• [Work item] Below are records to be reproduced exactly and in full.

======== Input data

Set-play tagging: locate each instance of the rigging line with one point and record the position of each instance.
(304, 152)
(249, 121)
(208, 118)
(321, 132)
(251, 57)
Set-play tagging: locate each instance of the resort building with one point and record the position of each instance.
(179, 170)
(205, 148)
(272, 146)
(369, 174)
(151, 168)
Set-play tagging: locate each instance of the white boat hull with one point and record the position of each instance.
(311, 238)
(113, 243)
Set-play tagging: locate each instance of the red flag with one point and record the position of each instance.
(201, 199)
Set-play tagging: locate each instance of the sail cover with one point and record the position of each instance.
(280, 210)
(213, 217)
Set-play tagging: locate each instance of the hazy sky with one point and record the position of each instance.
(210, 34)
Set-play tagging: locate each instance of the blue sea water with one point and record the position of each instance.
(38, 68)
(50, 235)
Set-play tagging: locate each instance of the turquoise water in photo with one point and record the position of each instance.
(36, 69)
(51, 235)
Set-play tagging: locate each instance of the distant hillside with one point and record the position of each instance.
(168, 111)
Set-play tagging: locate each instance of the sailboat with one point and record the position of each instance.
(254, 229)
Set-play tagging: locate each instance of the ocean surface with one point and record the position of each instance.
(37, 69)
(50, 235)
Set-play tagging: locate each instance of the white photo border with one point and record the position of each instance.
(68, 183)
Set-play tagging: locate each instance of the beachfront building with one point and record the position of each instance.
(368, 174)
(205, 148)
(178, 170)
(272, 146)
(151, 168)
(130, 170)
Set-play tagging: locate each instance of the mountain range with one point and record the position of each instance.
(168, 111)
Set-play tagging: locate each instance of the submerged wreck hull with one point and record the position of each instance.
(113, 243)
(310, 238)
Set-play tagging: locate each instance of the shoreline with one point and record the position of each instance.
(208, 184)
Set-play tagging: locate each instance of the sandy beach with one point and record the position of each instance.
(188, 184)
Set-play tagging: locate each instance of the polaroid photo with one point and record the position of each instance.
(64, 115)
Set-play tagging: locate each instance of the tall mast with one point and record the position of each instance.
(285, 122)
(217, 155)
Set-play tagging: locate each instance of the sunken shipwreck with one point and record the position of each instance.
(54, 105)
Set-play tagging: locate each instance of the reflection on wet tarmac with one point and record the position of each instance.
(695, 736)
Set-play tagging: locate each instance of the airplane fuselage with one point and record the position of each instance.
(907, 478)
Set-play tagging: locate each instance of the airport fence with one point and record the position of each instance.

================

• [The completed task]
Set-play tagging: locate each instance of the rigging line with one point and record the position of each instance.
(304, 152)
(249, 121)
(208, 118)
(321, 132)
(251, 57)
Set-play tagging: locate each instance of the resort building with one point and record the position of each instance.
(179, 170)
(205, 148)
(272, 146)
(369, 174)
(151, 168)
Set-play tagging: locate each instance of the white boat hull with one point and record the position of each instance.
(311, 238)
(113, 243)
Set-play tagging: locate each instance of the red flag with one point and record the position of each instance.
(201, 199)
Set-play tagging: locate each instance of the sail cover with one point and record the position of each instance.
(280, 210)
(213, 217)
Set-play tagging: locate each instance of the hazy sky with one point and record the position of each instance.
(210, 34)
Set-play tagging: locate each instance of the blue sea water with one point and record the position of each instance.
(38, 68)
(50, 235)
Set-play tagging: locate each instance of the turquoise water in photo with one point and record the position of each instance.
(36, 69)
(51, 235)
Set-play tagging: locate each instance of the distant hillside with one point and record the position of each instance.
(168, 111)
Set-play tagging: locate each instance of the sailboat with one point and record the position of each instance.
(254, 229)
Set-play tagging: locate each instance of the ocean surface with one point and record the position of each instance.
(37, 69)
(50, 235)
Set-play tagging: locate each instance of the white photo border with one point and record the position of each instance.
(68, 183)
Set-play tagging: locate each instance of the beachfront building with one point and record the position of each instance.
(368, 174)
(205, 148)
(178, 170)
(272, 146)
(151, 168)
(130, 170)
Set-play tagging: locate each instance of the mountain range with one point and record the position of each instance.
(168, 111)
Set-play tagging: locate each instance of the submerged wreck hull with one point and record the position of each instance.
(113, 243)
(310, 238)
Set-play tagging: locate each instance of the shoreline with one point and record the position of each instance.
(208, 184)
Set-play tagging: locate each instance of the sandy beach with one point and record the position of each instance.
(188, 184)
Set-play tagging: locate each instance of the polaroid photo with one point and record the position of each instance.
(64, 115)
Set-play tagging: locate each instance of the tall mast with one point and record the position of each instance.
(285, 122)
(217, 155)
Set-play tagging: locate each instance of the sunken shipwreck with one point and record the position of each instance.
(54, 105)
Set-play tagging: locate each instance of the reflection on wet tarmac with one point and record the position of each instance.
(695, 736)
Set-play tagging: locate each instance of the airplane fuselage with one point and record the position of each instance.
(907, 478)
Set-play tagging: locate each instance of the airport fence with one point and record the position of each instance.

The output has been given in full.